Voice Interfaces – The three biggest challenges

Marcel Naujeck

Senior Software Engineer, hmmh

Voice Interfaces – Looking to the Future - 10. December 2018
Voice Interfaces – The three biggest challenges - 16. November 2018
Voice Interfaces – The Here and Now - 29. October 2018
Voice Interfaces – A Trend with History - 19. October 2018
Fundamentals for programming Amazon Echo Show - 28. July 2017

As with every trend, many see voice interfaces as a magic bullet. Yet their application is not relevant to every situation. So, for which services do they offer a genuine incremental value? What characterises a good dialogue and how do we guarantee that a customer’s data is handled securely? Let us show you what you should be paying attention to.

In theory, voice interfaces should be perfectly integrated into our everyday lives. We are accustomed to packing information into language and expressing our wishes verbally. However, this is not our only means of communicating information. Information is also passed on non-verbally, often through gestures, mimicry and tone. In online chats, we attempt to balance out the scant possibilities of non-verbal communication with the help of numerous emojis. When describing superlatives, most of us will turn to wild gesticulation. For example, we use sweeping gestures to explain the size or width of something. If we see something extraordinary and want to describe it, as with a phone call, email or letter, we can only do so verbally; this often feels limiting and explains why we gladly rely on sending pictures. With countless gadgets available online, when we come across a great one and tell a friend about it, we tend to enumerate only a few of its attributes. We do so not only because we are limited with our time, but also because we know that our counterparts might find different features exciting. Our experience tells us that it is much better to simply send friends a link to the product so that they can see for themselves what they like most about the gadget.

Verbal communication in everyday life reflects verbal communication with voice interfaces. Not every application has the potential to generate added value through the use of a voice interface. An example of this is Amazon Alexa’s Skill Store. There are a lot of so-called ‘useless skills’, poorly rated skills that nobody uses. Voice interface skills are the equivalent to apps in the mobile world. But what characterises these useless skills? They have no incremental value for the user. Either they are simply not designed for voice interfaces or they are not well designed for dialogues and thus cause user frustration. But why is that? What can be done better and how can useless skills be avoided

Find a meaningful application

We often use everyday phrases like “Can you just…?”, “I need a quick…” or “What was that again…?”. This is especially true when we are short on time or have our hands full. Especially in these situations, we do not have the opportunity to sit in front of a computer or to get our mobile phones out. And this is exactly where the ideal scenarios for practical voice interface usage are found.
It is possible to provide all kinds of information, from the control of connected systems such as smart homes, or the use of services such as rental car bookings. All ‘hands free’ scenarios are also predestined for voice interfaces. From the mechatronics engineer who is working on an engine with oily hands and needs some info on a spare part, to the amateur cook who wants to know the next step of a recipe while kneading dough.
In such situations, software serves to make our everyday lives easier and more pleasant. And that’s exactly what counts when using voice interfaces. It’s a question of short questions, logical support and fast results. Pragmatism is key. It is therefore important to consider exactly which service or application you want to offer with a voice interface and whether it will really help the user in their private or professional life.

### Directions
1. Copy out the passage of the voice interfaces article starting at "Find a meaningful" and ending at "while kneading dough.".
2. In the voice interfaces article, what are voice interface skills said to be the equivalent of in the mobile world?

Coordinate labeling data:
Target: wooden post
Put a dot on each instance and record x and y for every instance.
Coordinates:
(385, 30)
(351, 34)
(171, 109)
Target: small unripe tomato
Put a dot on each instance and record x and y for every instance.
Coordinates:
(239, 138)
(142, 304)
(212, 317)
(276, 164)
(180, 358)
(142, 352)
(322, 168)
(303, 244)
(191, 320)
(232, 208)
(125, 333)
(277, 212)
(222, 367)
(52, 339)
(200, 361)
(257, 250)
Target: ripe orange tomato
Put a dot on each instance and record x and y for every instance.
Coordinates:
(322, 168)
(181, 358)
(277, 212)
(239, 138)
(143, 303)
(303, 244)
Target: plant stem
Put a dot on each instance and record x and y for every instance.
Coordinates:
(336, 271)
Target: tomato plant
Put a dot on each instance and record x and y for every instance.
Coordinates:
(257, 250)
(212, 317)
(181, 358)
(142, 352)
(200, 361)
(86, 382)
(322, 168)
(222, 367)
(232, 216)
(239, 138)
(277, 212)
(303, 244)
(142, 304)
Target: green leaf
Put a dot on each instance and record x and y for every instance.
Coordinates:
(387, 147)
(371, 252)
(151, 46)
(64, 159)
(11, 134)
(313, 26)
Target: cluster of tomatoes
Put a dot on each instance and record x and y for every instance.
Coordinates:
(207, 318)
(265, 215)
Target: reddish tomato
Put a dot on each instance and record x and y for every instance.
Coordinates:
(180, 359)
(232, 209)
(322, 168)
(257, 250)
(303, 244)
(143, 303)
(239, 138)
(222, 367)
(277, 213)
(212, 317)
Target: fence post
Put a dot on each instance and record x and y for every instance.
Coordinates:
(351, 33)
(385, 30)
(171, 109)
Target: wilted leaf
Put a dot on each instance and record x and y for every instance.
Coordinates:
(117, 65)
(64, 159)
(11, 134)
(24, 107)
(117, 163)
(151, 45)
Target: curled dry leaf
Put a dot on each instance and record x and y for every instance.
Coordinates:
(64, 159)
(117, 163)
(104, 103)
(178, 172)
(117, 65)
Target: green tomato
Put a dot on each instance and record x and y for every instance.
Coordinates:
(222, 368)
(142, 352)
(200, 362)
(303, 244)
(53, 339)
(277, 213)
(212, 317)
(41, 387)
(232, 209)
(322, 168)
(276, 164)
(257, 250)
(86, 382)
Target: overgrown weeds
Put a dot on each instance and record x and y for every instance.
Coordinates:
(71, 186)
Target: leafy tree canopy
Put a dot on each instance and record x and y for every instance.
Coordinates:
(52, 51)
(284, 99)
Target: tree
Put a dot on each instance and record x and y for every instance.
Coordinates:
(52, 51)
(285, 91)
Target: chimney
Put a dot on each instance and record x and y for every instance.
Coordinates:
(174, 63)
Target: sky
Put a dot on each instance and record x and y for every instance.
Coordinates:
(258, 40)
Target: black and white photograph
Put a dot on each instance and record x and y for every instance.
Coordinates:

### Answers by task
1.
Find a meaningful application

We often use everyday phrases like “Can you just…?”, “I need a quick…” or “What was that again…?”. This is especially true when we are short on time or have our hands full. Especially in these situations, we do not have the opportunity to sit in front of a computer or to get our mobile phones out. And this is exactly where the ideal scenarios for practical voice interface usage are found.
It is possible to provide all kinds of information, from the control of connected systems such as smart homes, or the use of services such as rental car bookings. All ‘hands free’ scenarios are also predestined for voice interfaces. From the mechatronics engineer who is working on an engine with oily hands and needs some info on a spare part, to the amateur cook who wants to know the next step of a recipe while kneading dough.

2. Apps.